***** Material to process *****
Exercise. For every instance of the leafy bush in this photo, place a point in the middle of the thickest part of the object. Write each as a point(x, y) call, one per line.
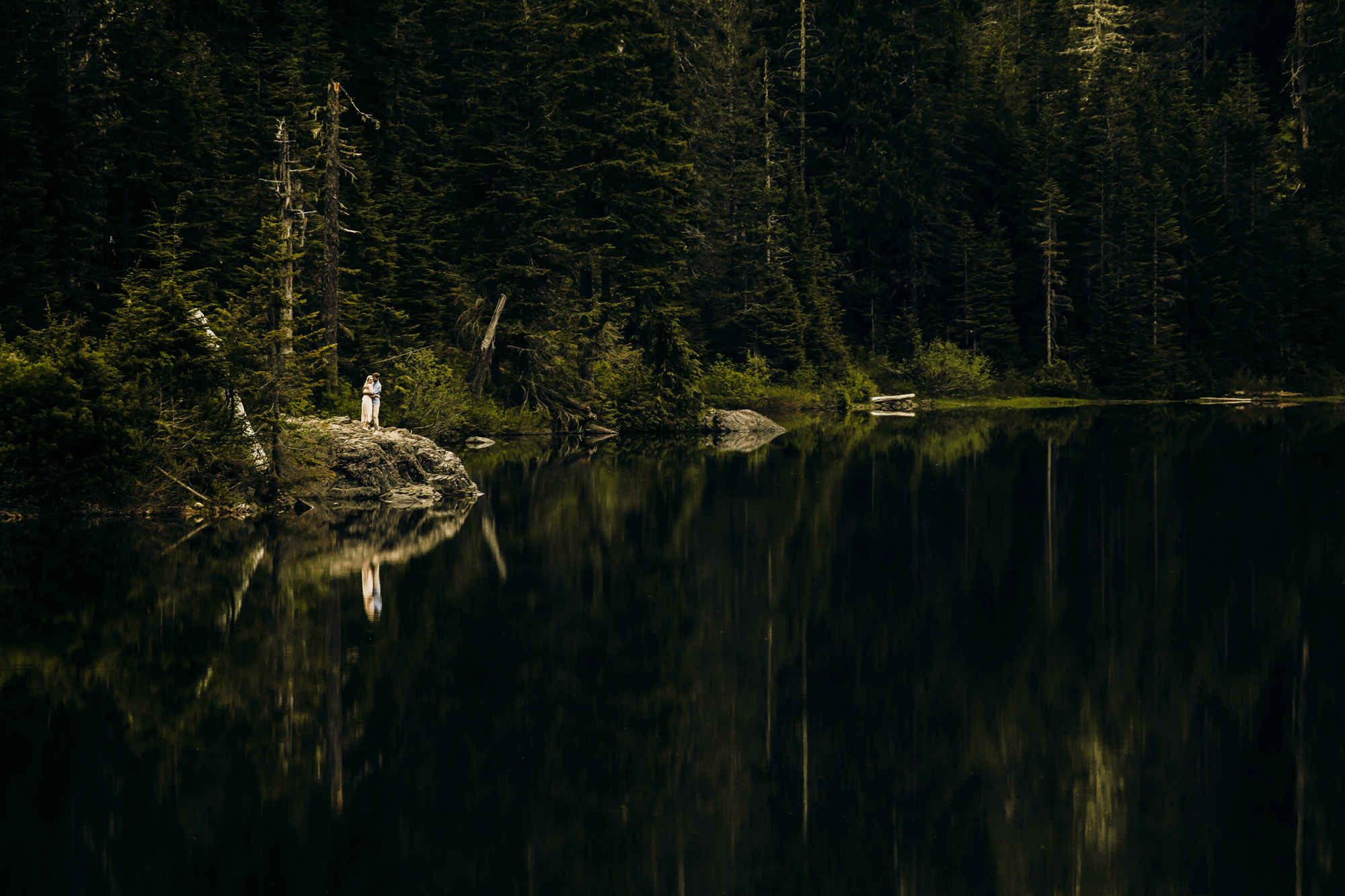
point(65, 432)
point(941, 368)
point(853, 388)
point(732, 386)
point(435, 400)
point(1061, 381)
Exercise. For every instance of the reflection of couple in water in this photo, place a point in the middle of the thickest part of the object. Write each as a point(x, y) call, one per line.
point(373, 589)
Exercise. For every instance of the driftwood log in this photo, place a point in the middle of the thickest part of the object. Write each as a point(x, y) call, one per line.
point(884, 404)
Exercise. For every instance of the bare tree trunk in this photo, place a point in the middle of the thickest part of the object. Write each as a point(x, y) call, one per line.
point(804, 89)
point(482, 365)
point(240, 412)
point(766, 124)
point(283, 317)
point(1051, 284)
point(332, 236)
point(1156, 282)
point(289, 189)
point(1300, 68)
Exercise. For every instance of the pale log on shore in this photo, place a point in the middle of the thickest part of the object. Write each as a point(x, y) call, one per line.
point(482, 364)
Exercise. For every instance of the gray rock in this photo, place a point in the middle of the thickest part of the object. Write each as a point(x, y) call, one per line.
point(740, 421)
point(392, 464)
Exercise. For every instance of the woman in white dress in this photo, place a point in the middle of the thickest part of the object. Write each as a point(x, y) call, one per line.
point(367, 403)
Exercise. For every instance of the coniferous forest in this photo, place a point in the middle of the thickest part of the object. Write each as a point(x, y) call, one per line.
point(545, 210)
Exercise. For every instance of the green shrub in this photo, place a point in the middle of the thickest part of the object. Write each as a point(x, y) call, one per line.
point(732, 386)
point(941, 368)
point(853, 388)
point(1061, 381)
point(435, 400)
point(65, 432)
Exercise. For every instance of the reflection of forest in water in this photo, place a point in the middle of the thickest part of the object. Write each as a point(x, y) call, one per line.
point(1020, 653)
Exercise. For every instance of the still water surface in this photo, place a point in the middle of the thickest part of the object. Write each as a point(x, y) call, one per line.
point(1086, 651)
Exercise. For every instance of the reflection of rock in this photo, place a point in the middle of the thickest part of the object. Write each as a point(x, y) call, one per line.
point(414, 495)
point(344, 541)
point(740, 421)
point(750, 440)
point(393, 464)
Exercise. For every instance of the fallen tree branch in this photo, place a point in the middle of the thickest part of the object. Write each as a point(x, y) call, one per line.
point(182, 483)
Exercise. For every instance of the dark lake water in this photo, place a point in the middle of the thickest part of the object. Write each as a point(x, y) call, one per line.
point(1081, 651)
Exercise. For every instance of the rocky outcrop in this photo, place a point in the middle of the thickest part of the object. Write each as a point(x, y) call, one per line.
point(739, 431)
point(391, 464)
point(740, 421)
point(890, 404)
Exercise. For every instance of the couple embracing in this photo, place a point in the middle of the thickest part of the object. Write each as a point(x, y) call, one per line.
point(369, 401)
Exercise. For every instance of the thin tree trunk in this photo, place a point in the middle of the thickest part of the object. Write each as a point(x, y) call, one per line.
point(804, 89)
point(1300, 75)
point(284, 313)
point(332, 236)
point(1156, 282)
point(766, 124)
point(482, 365)
point(1051, 283)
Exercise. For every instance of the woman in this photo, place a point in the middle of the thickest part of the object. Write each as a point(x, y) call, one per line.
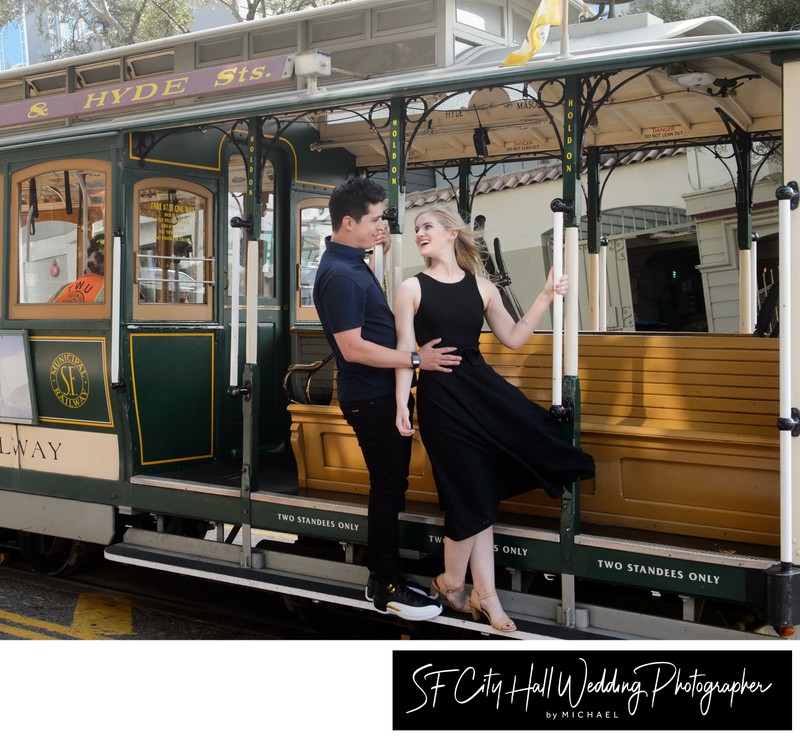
point(485, 439)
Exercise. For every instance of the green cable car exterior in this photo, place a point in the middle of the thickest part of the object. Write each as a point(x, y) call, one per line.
point(144, 401)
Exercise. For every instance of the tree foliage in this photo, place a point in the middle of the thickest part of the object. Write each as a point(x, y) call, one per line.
point(244, 10)
point(747, 15)
point(77, 26)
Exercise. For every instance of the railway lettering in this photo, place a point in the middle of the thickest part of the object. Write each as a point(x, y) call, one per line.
point(661, 572)
point(23, 449)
*****
Stated task
Reproduce all of the data above, replacing each occurrence of "photo" with "image" and leaving everything else unchanged. Omit the pictures from your answer.

Output below
Exercise. For every instance of the leafy bush in this image, place a point in the middle of the thickest part of the object. Write each as a point(x, y) call, one per line.
point(65, 432)
point(941, 368)
point(853, 388)
point(732, 386)
point(435, 400)
point(1061, 381)
Exercise. For every instance of the reflection of couple in water in this image, place a point in the middle of the thickest part of the object. Write each as a point(x, y) call, one per line.
point(373, 589)
Exercise. For every instance of the driftwood log in this image, place a point in the middle of the thickest part of the object. Write each as a point(x, y) call, one per line.
point(884, 404)
Exercise. For every instance of the bare tree trunk in this image, place a point in the middle of the thickest part of the object. Write each as a point(x, y) call, one per line.
point(804, 89)
point(482, 365)
point(240, 412)
point(766, 124)
point(283, 317)
point(1051, 284)
point(332, 236)
point(1156, 282)
point(289, 189)
point(1300, 68)
Exercise. For every instance of the pale log on shore in this image, place a point in the middle of the thickest part of the object. Write each as a point(x, y) call, one per line.
point(482, 364)
Exercise. For every instance of the gray rock in this image, place a point in the middle of the thickest part of the object. Write each as a point(x, y) call, one per line.
point(740, 421)
point(392, 464)
Exercise. For every instance of the woman in white dress in this image, place a point in the middle of the thickest part of the object. Write each as a point(x, y) call, one per line.
point(367, 403)
Exercise. For every instance of the coniferous forest in this image, place a point in the middle of the thickest part of the object. Write each as a point(x, y) call, one per line.
point(545, 210)
Exercise. For every instance of the green shrub in this image, place a point in the middle of the thickest part of the object. Write each as a point(x, y) call, one per line.
point(732, 386)
point(941, 368)
point(853, 388)
point(1061, 381)
point(435, 400)
point(65, 432)
Exercise. For every instance of the reflection of forest in water in this image, place a point in the middle of the thickest part of the object. Write each as a point(x, y) call, one per line.
point(1020, 653)
Exercise. For every instance of the still water surface in this image, place a point in the middle of the thickest part of the object. Write each as a point(x, y) call, one per line.
point(1086, 651)
Exercise. For every instance of the reflection of rock in this image, place a point in the middle of the thickest part of the object. Write each as a point(x, y) call, one per line.
point(414, 495)
point(344, 541)
point(740, 421)
point(750, 440)
point(393, 464)
Exercise. For every instance of the fallen tree branch in this image, place a point in the middle of the thickest part of the object. Write each as a point(x, y) call, one per line.
point(182, 483)
Exercise. For every instance of the dark lake water in this image, place a point in the middle of the thickest part of the object. Write each as a point(x, y) call, one per line.
point(1081, 651)
Exercise. For every instance of the rocky outcrop in this image, place a point in the middle of the thickest part of the object. Write each as a point(x, y) call, one per line.
point(739, 431)
point(391, 464)
point(740, 421)
point(890, 404)
Exercise. For every instance of the couple embracing in this image, place a point in the middle of the thickest part of the object. Write each as a point(x, y) call, one per line.
point(369, 401)
Exercise. For every instance of the thin tree trunk in this image, place a point in the middle of the thickest part of the object. Write each as a point(x, y) call, one per line.
point(804, 89)
point(1300, 75)
point(284, 313)
point(332, 236)
point(1156, 282)
point(766, 124)
point(482, 365)
point(1051, 283)
Exercise. For every instance of the woman in this image, place a point in the middle of the thickest part of the object. Write each as a point(x, y) call, one per line.
point(485, 439)
Exercise. For every instance of the green cable car exterior in this image, place a point in the middle of the thickest part of the object. Write each as a point(x, y) call, one per line.
point(144, 401)
Exercise. For every instance of the tree foliage in this image, place a point in the middle of the thickest part of the object. Write each as a point(x, y) call, one per line.
point(244, 10)
point(747, 15)
point(77, 26)
Exercise. For every instance of the railway lettering in this image, place a point in the middle of the thickest part of the object. Write each as a point(x, y) call, one per line.
point(661, 572)
point(23, 449)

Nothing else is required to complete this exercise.